#### ACTION ITEM:
Write out every entry below exactly as it appears. Pictures do not belong in the copy.

#### SOURCE DATA:
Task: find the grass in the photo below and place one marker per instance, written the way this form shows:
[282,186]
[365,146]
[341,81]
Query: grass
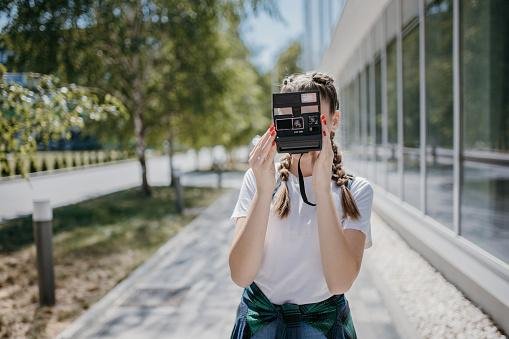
[96,244]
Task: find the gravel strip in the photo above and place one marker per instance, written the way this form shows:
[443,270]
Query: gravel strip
[434,306]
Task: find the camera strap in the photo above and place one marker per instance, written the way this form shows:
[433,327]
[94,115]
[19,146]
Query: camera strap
[301,184]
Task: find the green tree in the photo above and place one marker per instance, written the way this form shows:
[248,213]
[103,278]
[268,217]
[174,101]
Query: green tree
[47,110]
[164,59]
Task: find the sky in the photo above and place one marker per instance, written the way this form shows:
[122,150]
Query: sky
[267,37]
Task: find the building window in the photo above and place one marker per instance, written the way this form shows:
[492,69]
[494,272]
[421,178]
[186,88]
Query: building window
[380,171]
[392,120]
[439,111]
[485,107]
[411,114]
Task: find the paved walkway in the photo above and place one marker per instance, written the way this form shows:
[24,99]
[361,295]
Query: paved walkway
[184,291]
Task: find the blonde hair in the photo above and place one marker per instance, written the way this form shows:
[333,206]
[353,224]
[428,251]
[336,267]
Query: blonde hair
[325,85]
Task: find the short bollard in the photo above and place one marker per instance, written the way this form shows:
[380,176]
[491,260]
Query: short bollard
[43,236]
[179,196]
[219,177]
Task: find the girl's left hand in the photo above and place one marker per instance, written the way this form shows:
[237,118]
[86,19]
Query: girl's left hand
[322,167]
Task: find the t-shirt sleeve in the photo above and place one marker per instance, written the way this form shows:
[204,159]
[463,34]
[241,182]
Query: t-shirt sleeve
[362,193]
[246,194]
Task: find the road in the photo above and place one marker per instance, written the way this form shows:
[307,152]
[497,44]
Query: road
[65,187]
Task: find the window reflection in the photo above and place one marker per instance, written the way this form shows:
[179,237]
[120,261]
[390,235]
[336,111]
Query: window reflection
[439,111]
[485,70]
[392,120]
[411,121]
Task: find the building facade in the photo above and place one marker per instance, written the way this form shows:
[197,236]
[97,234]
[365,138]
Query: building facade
[425,117]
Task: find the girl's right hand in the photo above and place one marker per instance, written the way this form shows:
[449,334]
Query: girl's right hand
[261,160]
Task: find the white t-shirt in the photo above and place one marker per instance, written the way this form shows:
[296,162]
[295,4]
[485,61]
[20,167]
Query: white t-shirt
[291,269]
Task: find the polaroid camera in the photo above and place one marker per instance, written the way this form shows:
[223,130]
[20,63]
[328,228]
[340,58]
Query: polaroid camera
[296,118]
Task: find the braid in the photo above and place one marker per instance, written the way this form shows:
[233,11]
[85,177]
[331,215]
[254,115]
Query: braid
[282,198]
[350,209]
[324,83]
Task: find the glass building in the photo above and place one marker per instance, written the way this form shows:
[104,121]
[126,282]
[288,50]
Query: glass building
[424,96]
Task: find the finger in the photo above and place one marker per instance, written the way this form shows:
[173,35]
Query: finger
[326,143]
[266,146]
[272,152]
[260,142]
[259,154]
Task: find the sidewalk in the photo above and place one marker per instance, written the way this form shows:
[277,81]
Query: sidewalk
[184,291]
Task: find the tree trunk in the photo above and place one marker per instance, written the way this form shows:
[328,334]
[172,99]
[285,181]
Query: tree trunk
[170,156]
[139,130]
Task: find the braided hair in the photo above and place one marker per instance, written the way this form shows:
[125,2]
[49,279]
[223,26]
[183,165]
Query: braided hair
[325,85]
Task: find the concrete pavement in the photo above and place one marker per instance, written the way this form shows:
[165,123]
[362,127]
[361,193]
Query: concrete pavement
[65,186]
[184,291]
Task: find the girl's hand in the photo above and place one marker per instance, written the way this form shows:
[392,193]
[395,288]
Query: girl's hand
[261,160]
[322,167]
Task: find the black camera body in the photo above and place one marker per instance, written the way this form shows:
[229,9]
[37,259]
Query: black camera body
[296,117]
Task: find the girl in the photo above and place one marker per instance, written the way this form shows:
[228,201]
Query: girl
[294,258]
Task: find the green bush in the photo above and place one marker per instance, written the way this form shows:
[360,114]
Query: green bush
[5,169]
[44,166]
[18,166]
[33,165]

#### RESULT OF THE TASK:
Task: find the grass in the photo below and place one marker per instance, written the way this form shows:
[282,186]
[365,146]
[341,81]
Query: grass
[96,244]
Task: find the gravel strip in the photo above and place one marker per instance, written the way this form shows:
[443,270]
Query: gravel strip
[434,306]
Task: find the camera strap in the photo above and place one marker per instance, written the way this form shows:
[433,327]
[94,115]
[19,146]
Query: camera strap
[301,184]
Task: find the green tree in the photo above and place one marker per instance, written the way this form shows:
[248,213]
[103,278]
[268,217]
[174,101]
Query: green tree
[47,110]
[164,59]
Task: find the sky in the photo above and place one marker per instance, written the way this form shows:
[122,150]
Query: sky
[267,37]
Task: find the building window in the photo above and place one marker per instance, written the way this form shows:
[492,69]
[494,272]
[421,178]
[186,88]
Query: building window
[380,171]
[392,120]
[439,111]
[485,107]
[411,114]
Task: find the paved walkway in the photo above and place one marker per instance, written the way this form shows:
[24,99]
[361,295]
Query: paved walkway
[184,291]
Task: find the blonde hair in the photo above and place one marker per instance, written the way this form shows:
[333,206]
[353,224]
[428,251]
[336,267]
Query: blonde hair
[325,85]
Task: find the short bollard in the photo above and place one marker per instance, written the way this form shows:
[380,176]
[491,260]
Query: short bollard
[43,236]
[179,196]
[219,177]
Task: find the girl's left hand in the photo above and place one marker per instance, written the way this form shows:
[237,118]
[86,19]
Query: girl's left hand
[322,167]
Task: find the t-shirt sleeve in the photo above and place one marker per instance, written the way this form shows:
[204,159]
[463,34]
[241,182]
Query: t-shirt sleeve
[362,193]
[246,194]
Task: find the road in the photo above and place one marker per instance, written the way this form shows:
[307,152]
[497,44]
Query: road
[65,187]
Task: find the window reflection in the photo above and place one marker per instance, written the way this form shows:
[179,237]
[120,261]
[390,235]
[336,111]
Query: window reflection
[439,111]
[485,70]
[392,120]
[411,121]
Task: find the building facade in the photo above and place one marker per instance, written the way this form shows:
[197,236]
[97,234]
[365,138]
Query: building facade
[425,117]
Task: find the girl's right hand in the photo above and place one marker per instance, written the way this form shows:
[449,334]
Query: girl's right hand
[261,160]
Task: find the white t-shirt in the photo above and place one marker per instance, written the way this form shows:
[296,162]
[295,4]
[485,61]
[20,167]
Query: white t-shirt
[291,269]
Task: find the polaroid camera in the photo above and place one marker per instance, written the way this form shows:
[223,130]
[20,63]
[328,228]
[340,58]
Query: polaroid camera
[296,118]
Task: find the braid in the photo above and place one marker per instance, written the way this form shows:
[233,11]
[85,177]
[331,215]
[254,115]
Query: braid
[282,198]
[350,209]
[324,83]
Task: find the glass building in the photo above and place one marker per instance, written the way this form shows:
[104,121]
[126,282]
[288,50]
Query: glass building
[424,96]
Task: find the finger in the photo above and place one marker per instance, written the way this form shows:
[173,35]
Query: finger
[326,143]
[266,146]
[272,152]
[260,142]
[259,154]
Task: find the sidewalk in the photo above and place one marker per instance, written the way this form shows:
[277,81]
Query: sidewalk
[184,291]
Task: find the tree trunk in the photo above and place one marker per instance, written the way this form shows:
[328,334]
[172,99]
[285,181]
Query: tree trunk
[170,156]
[139,130]
Task: find the braided hair in the photo above and place one marker per instance, written the way this form shows:
[125,2]
[49,279]
[223,26]
[183,165]
Query: braided hair
[325,85]
Task: find the concrete pavement in the photo above and place one marker per instance, written the way this form shows:
[165,123]
[362,127]
[361,193]
Query: concrete pavement
[65,186]
[184,291]
Task: find the girl's hand in the photo above and place one marker per instance, written the way this form shows:
[392,193]
[395,288]
Query: girl's hand
[261,160]
[322,167]
Task: find the black camera body in the photo above and place one marker per instance, written the way this form shows:
[229,9]
[37,259]
Query: black camera body
[296,117]
Task: find the girl in the photo above and place one marker per instance, written the way this form shows:
[228,201]
Query: girl
[294,258]
Task: find the green bush in the photo above and place one marker per instance, written the way this form shows:
[360,114]
Query: green bush
[5,169]
[44,166]
[18,166]
[33,165]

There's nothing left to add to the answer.